=== Information given ===

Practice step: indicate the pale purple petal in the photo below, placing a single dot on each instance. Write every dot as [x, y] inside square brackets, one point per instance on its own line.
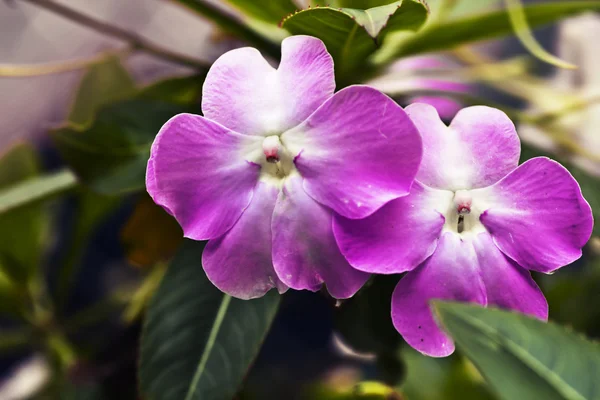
[507, 284]
[244, 93]
[239, 263]
[537, 215]
[198, 173]
[479, 147]
[358, 151]
[305, 254]
[451, 273]
[397, 237]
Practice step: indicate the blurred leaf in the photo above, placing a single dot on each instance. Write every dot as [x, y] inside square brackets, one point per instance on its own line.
[364, 321]
[103, 84]
[90, 210]
[363, 4]
[522, 357]
[23, 230]
[32, 190]
[198, 343]
[450, 378]
[180, 90]
[521, 27]
[272, 11]
[233, 25]
[111, 155]
[459, 31]
[150, 235]
[352, 35]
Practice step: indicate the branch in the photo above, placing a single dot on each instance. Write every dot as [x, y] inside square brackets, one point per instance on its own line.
[135, 41]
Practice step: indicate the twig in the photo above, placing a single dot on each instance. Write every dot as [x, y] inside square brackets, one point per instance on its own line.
[28, 70]
[135, 41]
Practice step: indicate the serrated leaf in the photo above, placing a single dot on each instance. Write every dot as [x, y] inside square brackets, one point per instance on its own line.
[111, 155]
[197, 342]
[271, 11]
[351, 35]
[472, 28]
[522, 357]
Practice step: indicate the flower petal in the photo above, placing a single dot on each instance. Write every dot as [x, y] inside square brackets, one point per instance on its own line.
[197, 172]
[397, 237]
[508, 285]
[244, 93]
[358, 151]
[537, 215]
[305, 254]
[239, 263]
[451, 273]
[478, 148]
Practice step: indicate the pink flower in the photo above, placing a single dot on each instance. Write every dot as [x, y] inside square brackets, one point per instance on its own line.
[274, 158]
[473, 225]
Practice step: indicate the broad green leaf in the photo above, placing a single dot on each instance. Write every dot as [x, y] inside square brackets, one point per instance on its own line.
[352, 35]
[233, 25]
[272, 11]
[23, 230]
[452, 33]
[179, 90]
[197, 342]
[111, 155]
[522, 357]
[449, 378]
[103, 84]
[363, 4]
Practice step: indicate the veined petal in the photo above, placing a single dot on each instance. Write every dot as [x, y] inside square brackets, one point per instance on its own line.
[397, 237]
[479, 147]
[358, 151]
[508, 285]
[451, 273]
[305, 254]
[198, 172]
[537, 215]
[244, 93]
[239, 263]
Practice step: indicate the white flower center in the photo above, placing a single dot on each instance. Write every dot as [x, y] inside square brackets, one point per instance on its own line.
[462, 214]
[276, 161]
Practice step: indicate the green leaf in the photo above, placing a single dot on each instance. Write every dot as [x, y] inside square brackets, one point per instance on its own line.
[103, 84]
[522, 357]
[24, 230]
[111, 155]
[272, 11]
[197, 342]
[449, 378]
[352, 35]
[456, 32]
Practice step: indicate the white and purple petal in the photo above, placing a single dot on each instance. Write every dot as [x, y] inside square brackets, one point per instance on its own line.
[199, 173]
[537, 215]
[358, 151]
[451, 273]
[239, 263]
[305, 254]
[397, 237]
[478, 148]
[244, 93]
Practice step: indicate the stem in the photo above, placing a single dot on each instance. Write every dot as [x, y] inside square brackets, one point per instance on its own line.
[134, 41]
[27, 70]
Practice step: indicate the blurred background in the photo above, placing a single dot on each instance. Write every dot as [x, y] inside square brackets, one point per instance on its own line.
[83, 249]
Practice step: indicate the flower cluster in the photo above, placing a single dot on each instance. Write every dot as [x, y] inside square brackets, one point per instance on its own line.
[294, 186]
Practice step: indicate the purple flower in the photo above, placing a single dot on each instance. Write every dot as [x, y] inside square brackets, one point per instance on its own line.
[473, 225]
[275, 157]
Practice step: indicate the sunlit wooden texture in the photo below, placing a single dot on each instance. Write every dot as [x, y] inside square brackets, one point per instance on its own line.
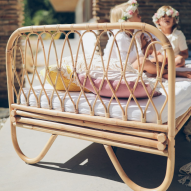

===

Convert every line of the entries above into a numbered list, skipping blank lines and leaving the pictures out.

▶ [Solution to this task]
1. Practice step: indicate the pale purple petal in the photo below, placing a single dot on each instance. Write every dot as [x, y] inside square brackets, one point per instance on its own line.
2. [507, 284]
3. [244, 93]
4. [239, 263]
5. [537, 215]
6. [198, 173]
7. [479, 147]
8. [358, 151]
9. [305, 254]
10. [451, 273]
11. [397, 237]
12. Practice step: indicate the blurred leaf in the photo above, placing a single dot on each instance. Write every dot as [x, y] inside square brackets, one point per instance on its own line.
13. [364, 321]
14. [103, 84]
15. [90, 210]
16. [363, 4]
17. [522, 357]
18. [23, 230]
19. [32, 190]
20. [198, 343]
21. [450, 378]
22. [180, 90]
23. [521, 27]
24. [272, 11]
25. [233, 25]
26. [111, 155]
27. [459, 31]
28. [150, 235]
29. [352, 35]
30. Practice step: indicate the branch in the photo above, placing a single dot on each instance. Write every dot as [x, y] inside square brackets, one point per instance on its own line.
31. [135, 41]
32. Practice step: indicate the twig in the photo above, placing a single dot on each instance. Write every dot as [x, y] inside square brackets, one point per instance on its own line.
33. [28, 70]
34. [135, 41]
35. Practice step: indicate the serrated leaf in the photo above, placing a single dot on each instance. Write every dot as [x, y] inside square brackets, one point per instance on its own line.
36. [111, 155]
37. [197, 342]
38. [271, 11]
39. [351, 35]
40. [472, 28]
41. [522, 357]
42. Practice step: indicate the flower petal in the photo above, placing a single dot on each instance. Write every dot as [x, y] inside square brackets, one point per instance on its own line.
43. [197, 172]
44. [397, 237]
45. [508, 285]
46. [244, 93]
47. [358, 151]
48. [537, 215]
49. [305, 254]
50. [239, 263]
51. [451, 273]
52. [478, 148]
53. Practice step: indicate the pink flower in the photo above, placing a single dot on each instance. Write every dot as [x, y] inside square brackets, one point per instance on its own line.
54. [274, 158]
55. [473, 225]
56. Practice step: indicate the broad green leaf in the photo above, placing a single dot on each instance. Write every dot as [x, y] inside square brackets, one point per instance on its own line.
57. [352, 35]
58. [233, 25]
59. [272, 11]
60. [23, 230]
61. [452, 33]
62. [179, 90]
63. [197, 342]
64. [111, 155]
65. [522, 357]
66. [449, 378]
67. [103, 84]
68. [363, 4]
69. Practice step: indicate the veined petal in the photo above, placing a single dot on each instance. Write every dot as [x, y] inside square brackets, one point per instance on its own line.
70. [397, 237]
71. [479, 147]
72. [358, 151]
73. [508, 285]
74. [451, 273]
75. [305, 254]
76. [198, 172]
77. [537, 215]
78. [244, 93]
79. [239, 263]
80. Practice step: indicate the white flower center in the photo above, placing a single dot on each instance. Write every dot as [x, y] inside square brackets, one point per instance on its own line.
81. [462, 214]
82. [276, 161]
83. Practice step: indicate the green leaf in the photo above, placing a single dot on each instance. Write every dot as [x, y] inside square brackets, one point per instance on its own line.
84. [103, 84]
85. [522, 357]
86. [24, 230]
87. [111, 155]
88. [272, 11]
89. [197, 342]
90. [449, 378]
91. [352, 35]
92. [456, 32]
93. Practice step: indicate the white and purple petal in the photo above, placing a single dot on each instance. Write every dot as [x, y] inside square brackets, one point per instance on its own line.
94. [199, 173]
95. [537, 215]
96. [358, 151]
97. [451, 273]
98. [239, 263]
99. [305, 254]
100. [397, 237]
101. [478, 148]
102. [244, 93]
103. Practice step: indicate the stem in the photo above, placing a single dot on each instance. Write every dot as [x, y] inside square brackets, one point per instance on its own line.
104. [134, 41]
105. [27, 70]
106. Practice step: indicate the blurred background in the photo above, placing a single dot on each instance. Write every dot as [x, y] inside square brackets, one point per instance on its own line.
107. [83, 249]
108. Practice step: indicate the flower cluster in the photo above, placing a single dot on each instance. Write every dot as [x, y] inside square brackets, one point per instance on its own line.
109. [294, 186]
110. Practice step: indicate the purple flower in the photo above, placing a single dot on each instance. Write every dot as [x, y] inside square brackets, one point per instance on its own line.
111. [473, 225]
112. [275, 157]
113. Practice step: indicate the sunlit wooden texture in the photo below, placing a single dot on each instance. Write every dot as [x, y] inside square brackets, one point per instance on its own line.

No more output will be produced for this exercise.